Transcribe the full listing below line for line without changing any wording, and leave out the pictures.

## Dataset rows
+ + + + +

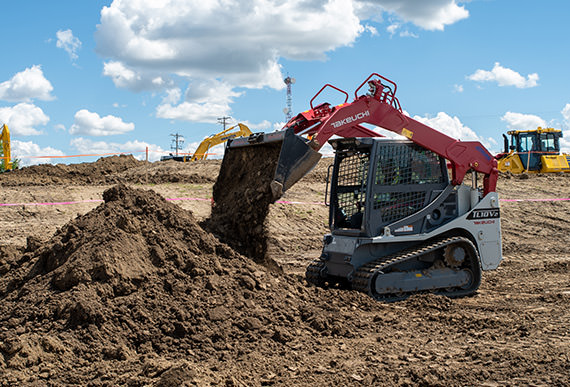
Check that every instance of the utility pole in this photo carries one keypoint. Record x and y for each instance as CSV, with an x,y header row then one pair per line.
x,y
177,142
224,120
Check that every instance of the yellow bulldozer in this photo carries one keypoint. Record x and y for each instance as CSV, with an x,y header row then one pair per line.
x,y
533,151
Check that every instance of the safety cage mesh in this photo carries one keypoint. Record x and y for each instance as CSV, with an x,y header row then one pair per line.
x,y
351,183
401,165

+ + + + +

## Response to the exercise
Check that every instance of the utility pole in this photo carries one keypoint. Record x and y for each instance as CSV, with an x,y header row then one pair per line.
x,y
177,142
224,120
Check that every instance of the yellow bulldozer in this photo carries one keypoint. Record x and y for each instance as CSV, with an x,y header row then one pair per line.
x,y
533,151
Check that every instance of the safety cage mesh in this photo carries one keypoint. Record x and y for each instance as CSV, with an x,y header row then one pair per line.
x,y
351,183
401,165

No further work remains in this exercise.